Print the data exactly as it appears, keeping every word.

◆ Data for review ◆
──────
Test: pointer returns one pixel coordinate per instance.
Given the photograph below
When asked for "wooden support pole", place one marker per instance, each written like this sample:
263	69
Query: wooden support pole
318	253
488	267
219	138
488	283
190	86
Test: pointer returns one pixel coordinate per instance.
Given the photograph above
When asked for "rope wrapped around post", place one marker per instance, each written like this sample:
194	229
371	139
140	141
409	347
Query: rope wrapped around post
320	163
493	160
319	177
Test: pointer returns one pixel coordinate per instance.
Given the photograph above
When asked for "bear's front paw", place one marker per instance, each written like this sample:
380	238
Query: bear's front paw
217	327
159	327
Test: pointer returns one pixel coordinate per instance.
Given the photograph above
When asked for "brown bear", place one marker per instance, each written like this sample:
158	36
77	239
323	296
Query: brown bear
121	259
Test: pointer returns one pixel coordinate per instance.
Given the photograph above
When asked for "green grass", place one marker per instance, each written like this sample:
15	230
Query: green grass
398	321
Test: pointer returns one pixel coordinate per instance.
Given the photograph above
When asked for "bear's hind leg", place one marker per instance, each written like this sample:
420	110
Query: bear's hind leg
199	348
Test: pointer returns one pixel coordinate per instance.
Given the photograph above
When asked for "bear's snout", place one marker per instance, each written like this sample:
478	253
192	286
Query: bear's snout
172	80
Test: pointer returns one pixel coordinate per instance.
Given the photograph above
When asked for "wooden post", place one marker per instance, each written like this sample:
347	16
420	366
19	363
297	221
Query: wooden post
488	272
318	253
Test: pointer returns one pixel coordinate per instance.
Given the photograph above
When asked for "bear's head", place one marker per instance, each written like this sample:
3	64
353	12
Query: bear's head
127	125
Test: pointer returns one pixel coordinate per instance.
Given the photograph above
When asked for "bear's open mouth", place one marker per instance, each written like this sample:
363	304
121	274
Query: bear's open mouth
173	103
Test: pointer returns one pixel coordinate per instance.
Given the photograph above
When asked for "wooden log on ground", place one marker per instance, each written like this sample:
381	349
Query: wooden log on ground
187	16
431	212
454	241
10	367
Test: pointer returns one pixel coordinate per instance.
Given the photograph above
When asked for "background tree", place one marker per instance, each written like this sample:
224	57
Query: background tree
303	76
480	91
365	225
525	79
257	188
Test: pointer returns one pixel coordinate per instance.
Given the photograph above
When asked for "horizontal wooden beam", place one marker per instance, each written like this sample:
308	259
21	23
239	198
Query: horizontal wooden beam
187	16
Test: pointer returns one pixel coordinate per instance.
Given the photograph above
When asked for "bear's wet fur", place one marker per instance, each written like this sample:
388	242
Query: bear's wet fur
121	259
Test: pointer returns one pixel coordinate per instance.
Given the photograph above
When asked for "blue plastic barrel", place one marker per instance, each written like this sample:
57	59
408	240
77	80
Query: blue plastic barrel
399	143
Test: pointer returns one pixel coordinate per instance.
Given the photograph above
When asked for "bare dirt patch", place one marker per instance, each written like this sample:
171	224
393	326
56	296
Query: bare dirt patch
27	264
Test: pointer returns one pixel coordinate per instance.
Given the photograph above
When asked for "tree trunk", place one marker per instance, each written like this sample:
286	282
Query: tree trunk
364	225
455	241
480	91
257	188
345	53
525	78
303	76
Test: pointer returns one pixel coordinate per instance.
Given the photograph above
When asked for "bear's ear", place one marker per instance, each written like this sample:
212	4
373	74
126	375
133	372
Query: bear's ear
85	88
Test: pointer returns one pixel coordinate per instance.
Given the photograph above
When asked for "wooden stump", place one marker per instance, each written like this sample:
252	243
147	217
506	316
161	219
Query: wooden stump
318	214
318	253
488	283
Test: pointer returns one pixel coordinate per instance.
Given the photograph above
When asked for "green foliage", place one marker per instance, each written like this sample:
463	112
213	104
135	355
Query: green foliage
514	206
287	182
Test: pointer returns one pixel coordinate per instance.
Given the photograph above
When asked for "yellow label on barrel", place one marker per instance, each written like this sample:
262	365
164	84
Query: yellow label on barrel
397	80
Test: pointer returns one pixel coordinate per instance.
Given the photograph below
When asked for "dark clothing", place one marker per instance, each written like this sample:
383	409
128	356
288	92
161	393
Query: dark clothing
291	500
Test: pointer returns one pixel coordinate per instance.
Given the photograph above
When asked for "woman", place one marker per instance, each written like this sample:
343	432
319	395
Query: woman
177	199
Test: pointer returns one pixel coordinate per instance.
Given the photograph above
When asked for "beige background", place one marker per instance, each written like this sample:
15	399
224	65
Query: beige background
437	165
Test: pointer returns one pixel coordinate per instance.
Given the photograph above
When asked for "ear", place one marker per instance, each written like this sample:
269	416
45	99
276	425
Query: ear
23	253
──────
◆ Solution to the problem ◆
Test: pointer returns one pixel coordinate per instance.
Given the photograph below
When asked for "wooden support pole", place one marker per instance, each written like this sample:
263	69
Query: wooden support pole
318	253
488	267
219	138
488	283
190	86
Test: pointer returns one pixel coordinate per instance.
Given the photograph above
When asked for "rope wrapped around post", place one marker per instance, each written like this sample:
194	229
371	139
140	141
409	347
Query: rope wrapped around post
320	163
493	160
319	177
Test: pointer returns one pixel coordinate per instance.
Given the photograph above
When asked for "bear's front paw", place one marker per instance, each written like this sample:
380	238
Query: bear's front paw
217	327
159	327
Test: pointer returns one pixel coordinate per instance.
Given the photograph above
When asked for "brown bear", place one marker per instance, each written like this sample:
158	36
77	239
323	296
Query: brown bear
121	259
Test: pointer returns one pixel coordinate per instance.
Given the photograph above
When asked for "green grass", place one marker per instance, each written like this sample:
15	230
Query: green grass
398	321
Test: pointer returns one pixel coordinate per instance.
Given the photograph above
When asked for "bear's hind leg", place one marker per instance, each written like this sample:
420	110
Query: bear's hind leg
199	348
Test: pointer returns one pixel coordinate per instance.
Given the photograph above
When asked for "bear's snout", place one marker per instance, each written like this sample:
478	253
192	286
Query: bear's snout
172	80
Test: pointer returns one pixel coordinate per instance.
Given the photograph above
When asked for "wooden post", place one marker per instance, each written like this sample:
347	16
420	366
19	363
297	221
Query: wooden post
488	272
318	253
Test: pointer returns one pixel coordinate per instance.
Given the photograph above
When asked for "bear's head", place one marker per instance, each written like this sample:
3	64
353	12
Query: bear's head
127	125
Test: pointer returns one pixel coordinate per instance.
Given the photograph above
When asked for "bear's open mouth", place one marker per instance, each written like this sample:
363	304
121	274
Query: bear's open mouth
173	103
Test: pointer returns one pixel coordinate per instance.
Given the photograph above
When asked for "wooden log on ground", place one marker per instance, each written like this sample:
381	349
Query: wooden log on ground
187	16
431	212
454	241
10	367
Test: pointer returns one pixel coordinate per instance.
Given the photograph above
When asked for "background tree", place one marker per instance, each written like this sample:
224	57
Query: background tree
303	76
480	91
365	225
525	79
257	188
Test: pointer returns one pixel coordinate per instance.
Given the photograph above
When asked for "horizontal wooden beam", place one marker per instance, each written like this sample:
308	259
21	23
239	198
Query: horizontal wooden beam
187	16
Test: pointer returns one pixel coordinate per instance.
Given the photograph above
When asked for "bear's wet fur", place one marker per instance, each written like this sample:
388	242
Query: bear's wet fur
121	259
Test: pointer returns one pixel coordinate per instance.
Given the photograph above
When asked for "blue plastic barrel", place one marker per instance, each written like this sample:
57	59
408	240
77	80
Query: blue plastic barrel
399	143
Test: pointer returns one pixel coordinate per instance.
Given the photograph above
When asked for "bare dirt patch", place one marker per instance, each written like this sample:
171	224
393	326
56	296
Query: bare dirt patch
27	264
Test: pointer returns one pixel coordinate per instance.
Given the photograph above
When asked for "tree trunk", place one marker per instance, each written like this sample:
286	282
Query: tree trunk
364	225
455	241
480	91
257	188
345	53
525	78
303	76
Test: pointer returns one pixel coordinate per instance.
Given the photograph above
When asked for "bear's ear", place one marker per instance, each written like this sample:
212	4
373	74
126	375
133	372
Query: bear's ear
85	88
Test: pointer returns one pixel coordinate per instance.
Given the photograph above
When asked for "wooden stump", place one marker per instance, each written like this sample:
252	243
147	217
506	316
161	219
Query: wooden stump
318	214
318	253
488	283
Test: pointer returns one pixel coordinate per instance.
Given the photograph above
When asked for "green foliage", place one marker per instance, each written like this sample:
463	112
213	104
135	355
Query: green foliage
514	206
287	182
Test: pointer returns one pixel coordinate per instance.
Given the photograph above
When asked for "yellow label on barrel", place one marker per instance, each written like this sample:
262	365
164	84
Query: yellow label on barrel
397	80
Test: pointer returns one pixel coordinate per instance.
Given the photograph below
When asked for "dark clothing", place one marker per instance, each written like this sample:
383	409
128	356
288	92
161	393
Query: dark clothing
291	500
Test: pointer returns one pixel coordinate per instance.
Given the photograph above
When asked for "woman", place one marker per instance, each written like this sample:
343	432
319	395
Query: woman
177	199
Test: pointer returns one pixel coordinate per instance.
Given the photograph above
When asked for "beige background", place one marker per instance, each written like this sample:
15	399
224	65
Query: beige background
437	165
Test: pointer returns one pixel coordinate per instance.
Given the photograph above
When asked for "ear", place one marker per instance, each written like this sample:
269	416
45	99
276	425
Query: ear
23	253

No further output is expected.